** begin Supplied records **
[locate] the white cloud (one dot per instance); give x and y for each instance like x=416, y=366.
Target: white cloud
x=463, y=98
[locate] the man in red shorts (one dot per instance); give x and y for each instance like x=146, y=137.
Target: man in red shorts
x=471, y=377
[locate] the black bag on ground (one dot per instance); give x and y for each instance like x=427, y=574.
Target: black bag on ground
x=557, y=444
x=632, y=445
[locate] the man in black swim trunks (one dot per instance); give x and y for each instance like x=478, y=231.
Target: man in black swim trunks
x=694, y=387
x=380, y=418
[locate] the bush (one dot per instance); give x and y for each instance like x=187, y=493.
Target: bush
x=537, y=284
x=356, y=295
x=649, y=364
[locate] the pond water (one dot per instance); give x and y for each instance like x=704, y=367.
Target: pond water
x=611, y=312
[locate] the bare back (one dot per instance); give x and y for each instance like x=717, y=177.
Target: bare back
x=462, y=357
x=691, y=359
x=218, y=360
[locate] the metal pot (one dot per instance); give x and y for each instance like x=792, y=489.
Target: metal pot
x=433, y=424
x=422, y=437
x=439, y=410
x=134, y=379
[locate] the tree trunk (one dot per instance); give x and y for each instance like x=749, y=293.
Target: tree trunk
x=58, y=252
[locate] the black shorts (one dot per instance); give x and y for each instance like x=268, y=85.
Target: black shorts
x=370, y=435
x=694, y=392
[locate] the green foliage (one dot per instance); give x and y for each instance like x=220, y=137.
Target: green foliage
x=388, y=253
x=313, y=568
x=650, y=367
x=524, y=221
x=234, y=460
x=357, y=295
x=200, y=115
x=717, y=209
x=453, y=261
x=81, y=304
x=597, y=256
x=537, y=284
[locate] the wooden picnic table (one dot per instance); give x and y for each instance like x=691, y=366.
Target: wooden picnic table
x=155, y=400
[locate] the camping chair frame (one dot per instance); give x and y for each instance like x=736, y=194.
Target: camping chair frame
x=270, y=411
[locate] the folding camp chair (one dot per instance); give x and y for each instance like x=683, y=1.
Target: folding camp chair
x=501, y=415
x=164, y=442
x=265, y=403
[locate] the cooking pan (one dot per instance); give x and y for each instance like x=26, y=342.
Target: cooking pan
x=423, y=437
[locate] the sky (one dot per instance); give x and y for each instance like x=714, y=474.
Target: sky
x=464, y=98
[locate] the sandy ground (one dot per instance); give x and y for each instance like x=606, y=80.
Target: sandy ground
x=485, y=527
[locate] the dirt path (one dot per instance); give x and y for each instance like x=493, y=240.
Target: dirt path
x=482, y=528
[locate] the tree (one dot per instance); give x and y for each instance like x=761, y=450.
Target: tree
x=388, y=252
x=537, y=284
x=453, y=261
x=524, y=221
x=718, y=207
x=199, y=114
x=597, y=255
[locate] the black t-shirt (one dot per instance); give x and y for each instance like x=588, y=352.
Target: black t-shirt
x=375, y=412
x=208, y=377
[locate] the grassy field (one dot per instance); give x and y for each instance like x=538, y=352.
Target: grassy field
** end Supplied records **
**The exercise:**
Reproduce all of the lines above verbatim.

**Reply to the exercise:**
[locate] the white cloud (one dot per instance); give x and y for each instance like x=416, y=366.
Target: white cloud
x=463, y=98
[locate] the man in red shorts (one dot per instance); give x and y for each instance like x=146, y=137.
Target: man in red shorts
x=471, y=377
[locate] the black bag on ground (one dot per instance); give x and y for each instance like x=427, y=574.
Target: black bag on ground
x=557, y=444
x=632, y=445
[locate] the man in black swim trunks (one dot per instance); give x and y for each instance like x=478, y=231.
Target: man in black swim trunks
x=694, y=387
x=380, y=418
[locate] the bush (one dot per instance); give x and y for each instance like x=187, y=493.
Target: bush
x=537, y=284
x=356, y=295
x=649, y=364
[locate] the pond water (one dot per instance); give x and y for each instance like x=704, y=367.
Target: pond water
x=611, y=312
[locate] the bare back (one dot per instance); give x and y for each instance like x=717, y=177.
Target: bare back
x=462, y=357
x=691, y=359
x=218, y=360
[locate] the metal pot (one dot per instance); give x and y for each instance like x=792, y=489.
Target: metal pot
x=433, y=424
x=422, y=437
x=439, y=410
x=134, y=379
[locate] the tree trunk (one dot per instance); give x and y for each instance like x=749, y=293.
Target: tree trunk
x=58, y=252
[locate] the black shorts (one dot per instance); give x and y for each instance like x=268, y=85.
Target: black shorts
x=370, y=435
x=694, y=392
[locate] the green foliage (one dot per instance); give x and y for each instance like x=220, y=137.
Target: green foliage
x=388, y=253
x=313, y=568
x=650, y=367
x=524, y=221
x=234, y=460
x=357, y=295
x=200, y=115
x=717, y=209
x=453, y=261
x=81, y=304
x=597, y=256
x=537, y=284
[locate] the wooden picnic table (one dot per instance); give x and y for each instance like x=691, y=366.
Target: wooden picnic table
x=155, y=400
[locate] the camping chair frame (one dot per instance); give x and y for each instance like x=736, y=194.
Target: camping chair frame
x=270, y=411
[locate] the folding camp chair (one dot per instance); give x and y for each instance like x=683, y=1.
Target: folding camp chair
x=501, y=415
x=164, y=442
x=265, y=403
[locate] the cooking pan (one dot per instance); give x and y for each instance like x=26, y=342.
Target: cooking pan
x=423, y=437
[locate] the sky (one dot per instance); give x and y for each instance like x=714, y=474.
Target: sky
x=464, y=98
[locate] the sandy ground (one dot per instance); give x and y for each instance like x=606, y=80.
Target: sandy ground
x=485, y=527
[locate] the dirt path (one dot per instance); give x and y for each instance like x=493, y=240.
Target: dirt path
x=482, y=528
[locate] the tree (one dot per instance); give x and y for each instance like x=761, y=450.
Target: tree
x=388, y=252
x=537, y=284
x=453, y=261
x=524, y=221
x=718, y=207
x=199, y=114
x=597, y=255
[locate] the black t-shirt (one dot per instance); give x and y for each instance like x=588, y=352.
Target: black t-shirt
x=375, y=412
x=208, y=377
[locate] the grassy field (one dot per instance); give x and y for each instance like x=538, y=352.
Target: grassy field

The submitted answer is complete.